- _YOUR GOAL_: When you reach the line containing "Exercise. Point out every instance of the cabinet" in the data below, begin returning lines exactly as written, and stop once the line containing "x=195, y=403" has been returned.

(Source data)
* * * * *
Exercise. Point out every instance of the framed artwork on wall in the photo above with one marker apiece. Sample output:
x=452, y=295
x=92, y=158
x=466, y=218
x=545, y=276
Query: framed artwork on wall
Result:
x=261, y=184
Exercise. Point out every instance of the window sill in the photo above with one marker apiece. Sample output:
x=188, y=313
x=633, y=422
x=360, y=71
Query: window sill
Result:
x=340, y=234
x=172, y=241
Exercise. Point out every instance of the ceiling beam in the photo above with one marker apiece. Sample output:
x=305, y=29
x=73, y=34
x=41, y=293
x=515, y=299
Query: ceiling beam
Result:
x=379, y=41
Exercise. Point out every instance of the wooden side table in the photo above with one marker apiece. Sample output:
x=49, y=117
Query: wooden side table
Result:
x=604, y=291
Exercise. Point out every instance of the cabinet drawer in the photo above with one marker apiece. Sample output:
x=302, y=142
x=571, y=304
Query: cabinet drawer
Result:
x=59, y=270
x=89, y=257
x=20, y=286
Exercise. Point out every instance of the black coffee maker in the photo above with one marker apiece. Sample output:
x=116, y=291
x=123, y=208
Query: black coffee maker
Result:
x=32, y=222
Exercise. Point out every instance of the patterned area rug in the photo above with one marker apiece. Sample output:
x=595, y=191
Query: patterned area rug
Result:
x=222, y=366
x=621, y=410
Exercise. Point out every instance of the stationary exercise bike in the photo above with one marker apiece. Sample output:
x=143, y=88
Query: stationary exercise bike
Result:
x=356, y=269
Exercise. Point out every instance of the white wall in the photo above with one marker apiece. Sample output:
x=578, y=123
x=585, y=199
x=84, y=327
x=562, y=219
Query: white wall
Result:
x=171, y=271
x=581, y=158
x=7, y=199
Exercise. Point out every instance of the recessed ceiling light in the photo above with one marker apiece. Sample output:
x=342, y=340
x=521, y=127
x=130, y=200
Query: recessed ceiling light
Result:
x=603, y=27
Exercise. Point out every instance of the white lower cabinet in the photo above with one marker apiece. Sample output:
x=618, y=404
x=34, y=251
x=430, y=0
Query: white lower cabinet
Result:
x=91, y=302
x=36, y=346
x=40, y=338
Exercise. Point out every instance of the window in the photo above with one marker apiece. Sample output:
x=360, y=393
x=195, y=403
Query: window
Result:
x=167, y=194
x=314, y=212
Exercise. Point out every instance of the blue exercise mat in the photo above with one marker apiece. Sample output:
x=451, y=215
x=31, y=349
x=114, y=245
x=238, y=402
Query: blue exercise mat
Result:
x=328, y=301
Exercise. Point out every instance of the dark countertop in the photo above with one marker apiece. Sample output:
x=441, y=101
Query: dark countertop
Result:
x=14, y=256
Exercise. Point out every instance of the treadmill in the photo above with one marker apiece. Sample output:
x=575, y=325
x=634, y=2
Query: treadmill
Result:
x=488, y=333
* * * * *
- _RESPONSE BOX_:
Exercise. Point out every instance of the cabinet drawer in the photo above with one marker apiece. Sample output:
x=302, y=142
x=571, y=304
Query: cabinet drawer
Result:
x=59, y=270
x=89, y=257
x=20, y=286
Exercise. Point out every instance of the black coffee maker in the photo above with one marker apiece. Sample output:
x=116, y=291
x=123, y=208
Query: black coffee maker
Result:
x=32, y=222
Exercise. Point out every instance of the patterned area rug in the photo above with one marker apiece. Sample output:
x=595, y=191
Query: patterned area rug
Result:
x=222, y=366
x=621, y=410
Exercise. Point out every instance of the stationary exercise bike in the photo above with one marker apiece. Sample output:
x=143, y=88
Query: stationary exercise bike
Result:
x=356, y=269
Exercise. Point out every instance of the white wall in the photo above with one marker apiece. Sample output:
x=578, y=123
x=585, y=199
x=84, y=327
x=562, y=219
Query: white wall
Result:
x=171, y=271
x=581, y=158
x=7, y=199
Exercise. Point out every instance of the recessed ceiling light in the photo above with one marker apiece. Sample output:
x=342, y=340
x=521, y=127
x=130, y=200
Query: recessed ceiling light
Result:
x=603, y=27
Exercise. Point out every instance of the white lower cabinet in the photo above with one marker apiece. Sample output:
x=618, y=404
x=34, y=251
x=430, y=0
Query: white lower cabinet
Result:
x=91, y=302
x=36, y=346
x=40, y=338
Exercise. Point out every instance of the window in the photo above with one marker apiece. Sample output:
x=360, y=393
x=195, y=403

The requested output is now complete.